------ Passage ------
Coronavirus will deepen EU’s economic divisions
German foreign policy experts, economists, and even an EU Commissioner are all warning that Brussels’ inadequate Coronavirus relief measures could widen the EU’s the north-south economic divide still further, threatening the EU’s political project.
The Coronavirus crisis is reinforcing pre-existing social and economic inequality in several ways. Studies have shown that lower paid workers are at a higher risk of becoming infected: they are disproportionately working in ‘system relevant’ jobs, such as in hospitals and supermarkets, that continue to function throughout the lockdown. Well-paid jobs can often be continued while working from home, whereas millions of low-wage workers often engaged in manual labour only receive payment for short-time work or unemployment compensation, suffering severe losses. This widens and aggravates socioeconomic divides.
The crisis is also fostering an unequal development within the EU. This is demonstrated by a comparison of Germany and France. Already in the first quarter of 2020, French GDP sank by 5.8 percent – significantly more than Germany, where the slump was calculated at between 2 and 3 percent. France’s lockdown is more stringent than Germany’s, and is scheduled to last for longer. Economists are therefore expecting an even more serious economic slump in France for the second quarter – possibly up to 25 percent. Italy will probably also fall still further behind.
The eurozone’s growing economic gap will likely be widened still further by the specific nature of the EU’s Coronavirus relief measures. Academic economists have pointed out that recapitalisation with government funding will be substantial in fiscally strong European countries, especially in Germany, while governments in fiscally stressed countries like Italy will not be in the same position to do so.
Post-crisis, the analysis continues, companies from countries such as Italy will face competition from stronger foreign rivals, strengthened by massive state aid. This will increase the imbalance within the EU. Thanks to state support, companies could emerge (relatively) stronger from the crisis, and be in a position to take over weaker European competitors, the authors conclude. They speak of ‘the end of the European dream.’
Such forecasts are also being made by German think tanks. Shahin Vallée of the Alfred von Oppenheim Center for European Policy Studies at the German Council on Foreign Relations (DGAP) points out that the crisis-induced lifting of EU restrictions on state aid will primarily benefit companies in those countries with the strongest balance sheets. This is planting the seed of profound divergence between member states, warns Vallée.
------
• Work instruction:
In the text on the Coronavirus and the EU's economic divisions, by what percentage did French GDP fall in the first quarter of 2020?
------ Data extract ------
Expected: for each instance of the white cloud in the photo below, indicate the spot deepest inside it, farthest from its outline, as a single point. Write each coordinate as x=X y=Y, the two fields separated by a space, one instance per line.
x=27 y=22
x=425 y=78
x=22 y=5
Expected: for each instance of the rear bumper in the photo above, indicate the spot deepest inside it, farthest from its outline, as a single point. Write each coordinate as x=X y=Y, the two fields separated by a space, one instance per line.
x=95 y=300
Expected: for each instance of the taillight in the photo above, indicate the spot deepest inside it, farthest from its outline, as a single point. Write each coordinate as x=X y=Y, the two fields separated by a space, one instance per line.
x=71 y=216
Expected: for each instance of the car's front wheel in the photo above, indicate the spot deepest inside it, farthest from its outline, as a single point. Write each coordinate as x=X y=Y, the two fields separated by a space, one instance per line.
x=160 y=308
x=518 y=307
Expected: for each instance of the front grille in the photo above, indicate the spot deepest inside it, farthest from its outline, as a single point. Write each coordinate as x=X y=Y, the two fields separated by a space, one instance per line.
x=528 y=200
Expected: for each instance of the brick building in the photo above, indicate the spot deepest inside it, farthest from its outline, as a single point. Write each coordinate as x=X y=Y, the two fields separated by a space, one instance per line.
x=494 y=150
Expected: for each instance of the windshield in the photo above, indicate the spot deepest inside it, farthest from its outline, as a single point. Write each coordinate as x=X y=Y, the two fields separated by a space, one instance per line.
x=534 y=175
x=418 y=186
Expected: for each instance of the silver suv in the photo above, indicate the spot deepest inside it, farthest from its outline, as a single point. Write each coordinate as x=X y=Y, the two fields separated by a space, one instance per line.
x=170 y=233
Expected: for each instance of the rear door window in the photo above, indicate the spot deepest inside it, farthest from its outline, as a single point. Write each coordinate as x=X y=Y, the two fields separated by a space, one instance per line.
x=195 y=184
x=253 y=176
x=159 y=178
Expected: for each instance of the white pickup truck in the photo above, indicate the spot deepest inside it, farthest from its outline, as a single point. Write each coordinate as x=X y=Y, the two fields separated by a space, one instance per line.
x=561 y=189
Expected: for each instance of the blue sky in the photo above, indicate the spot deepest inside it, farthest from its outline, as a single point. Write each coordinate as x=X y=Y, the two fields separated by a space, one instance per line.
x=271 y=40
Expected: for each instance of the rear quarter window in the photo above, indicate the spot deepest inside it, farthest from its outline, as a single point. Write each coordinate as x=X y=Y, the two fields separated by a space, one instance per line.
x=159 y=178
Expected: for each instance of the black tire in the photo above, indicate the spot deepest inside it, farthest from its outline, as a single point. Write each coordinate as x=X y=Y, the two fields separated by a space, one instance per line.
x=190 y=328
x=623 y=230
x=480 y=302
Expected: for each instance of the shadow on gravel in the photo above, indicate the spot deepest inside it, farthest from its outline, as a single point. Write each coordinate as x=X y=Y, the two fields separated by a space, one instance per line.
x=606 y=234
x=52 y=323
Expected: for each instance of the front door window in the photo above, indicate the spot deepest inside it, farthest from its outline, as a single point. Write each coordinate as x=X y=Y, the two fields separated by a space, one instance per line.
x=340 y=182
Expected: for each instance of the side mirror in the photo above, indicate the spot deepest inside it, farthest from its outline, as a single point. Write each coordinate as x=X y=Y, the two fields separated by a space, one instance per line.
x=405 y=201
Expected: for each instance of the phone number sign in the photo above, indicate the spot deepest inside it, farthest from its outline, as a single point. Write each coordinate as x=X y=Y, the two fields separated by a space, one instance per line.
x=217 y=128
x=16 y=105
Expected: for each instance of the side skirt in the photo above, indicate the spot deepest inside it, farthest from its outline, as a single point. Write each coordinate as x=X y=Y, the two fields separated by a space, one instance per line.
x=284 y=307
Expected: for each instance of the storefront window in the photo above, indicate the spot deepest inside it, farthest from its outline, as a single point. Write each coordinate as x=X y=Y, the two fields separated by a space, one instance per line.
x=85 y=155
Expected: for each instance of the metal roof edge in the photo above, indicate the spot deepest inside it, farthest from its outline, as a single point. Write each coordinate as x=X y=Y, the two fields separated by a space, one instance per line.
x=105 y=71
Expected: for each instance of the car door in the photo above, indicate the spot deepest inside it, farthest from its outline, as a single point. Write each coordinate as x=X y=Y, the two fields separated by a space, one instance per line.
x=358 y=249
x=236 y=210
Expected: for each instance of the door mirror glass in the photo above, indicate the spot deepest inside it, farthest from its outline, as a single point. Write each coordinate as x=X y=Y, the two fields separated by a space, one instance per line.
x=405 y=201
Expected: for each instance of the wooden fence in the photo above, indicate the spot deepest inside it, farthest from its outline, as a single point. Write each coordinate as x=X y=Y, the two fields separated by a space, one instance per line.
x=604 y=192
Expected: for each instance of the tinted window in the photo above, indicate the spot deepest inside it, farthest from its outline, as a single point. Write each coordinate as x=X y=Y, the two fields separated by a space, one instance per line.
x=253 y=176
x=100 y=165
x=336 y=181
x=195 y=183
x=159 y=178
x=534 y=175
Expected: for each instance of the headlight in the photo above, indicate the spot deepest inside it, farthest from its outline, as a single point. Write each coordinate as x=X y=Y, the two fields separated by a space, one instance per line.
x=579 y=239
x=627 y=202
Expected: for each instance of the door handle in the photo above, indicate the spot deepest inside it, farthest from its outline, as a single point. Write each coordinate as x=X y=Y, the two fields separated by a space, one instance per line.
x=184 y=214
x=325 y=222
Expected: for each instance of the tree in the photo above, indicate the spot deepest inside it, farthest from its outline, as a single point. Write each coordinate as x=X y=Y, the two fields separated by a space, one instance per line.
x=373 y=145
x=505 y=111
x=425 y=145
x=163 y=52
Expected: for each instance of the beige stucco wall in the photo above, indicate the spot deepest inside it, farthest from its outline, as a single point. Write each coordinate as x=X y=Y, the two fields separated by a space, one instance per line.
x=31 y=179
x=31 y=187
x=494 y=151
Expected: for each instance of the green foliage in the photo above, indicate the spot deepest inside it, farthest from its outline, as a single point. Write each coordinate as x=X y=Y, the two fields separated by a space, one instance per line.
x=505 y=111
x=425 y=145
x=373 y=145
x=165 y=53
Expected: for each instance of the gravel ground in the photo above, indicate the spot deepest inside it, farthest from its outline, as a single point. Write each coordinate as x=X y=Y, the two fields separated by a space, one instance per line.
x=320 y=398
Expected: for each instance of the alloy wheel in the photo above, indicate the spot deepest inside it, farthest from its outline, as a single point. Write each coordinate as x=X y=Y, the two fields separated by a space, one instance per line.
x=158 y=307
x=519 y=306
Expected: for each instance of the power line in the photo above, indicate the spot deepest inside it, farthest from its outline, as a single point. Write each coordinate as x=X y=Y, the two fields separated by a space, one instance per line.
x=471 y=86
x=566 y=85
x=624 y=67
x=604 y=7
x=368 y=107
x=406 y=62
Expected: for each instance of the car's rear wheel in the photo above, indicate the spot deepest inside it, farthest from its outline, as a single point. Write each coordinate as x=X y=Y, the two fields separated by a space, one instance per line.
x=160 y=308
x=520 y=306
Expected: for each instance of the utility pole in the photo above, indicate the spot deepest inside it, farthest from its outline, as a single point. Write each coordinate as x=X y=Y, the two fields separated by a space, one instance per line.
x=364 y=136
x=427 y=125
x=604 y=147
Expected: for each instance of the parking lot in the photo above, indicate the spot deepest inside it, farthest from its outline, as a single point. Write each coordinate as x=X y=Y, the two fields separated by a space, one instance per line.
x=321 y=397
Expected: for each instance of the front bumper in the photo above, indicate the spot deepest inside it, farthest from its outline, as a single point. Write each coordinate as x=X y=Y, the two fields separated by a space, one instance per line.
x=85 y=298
------
• Exercise output:
5.8 percent.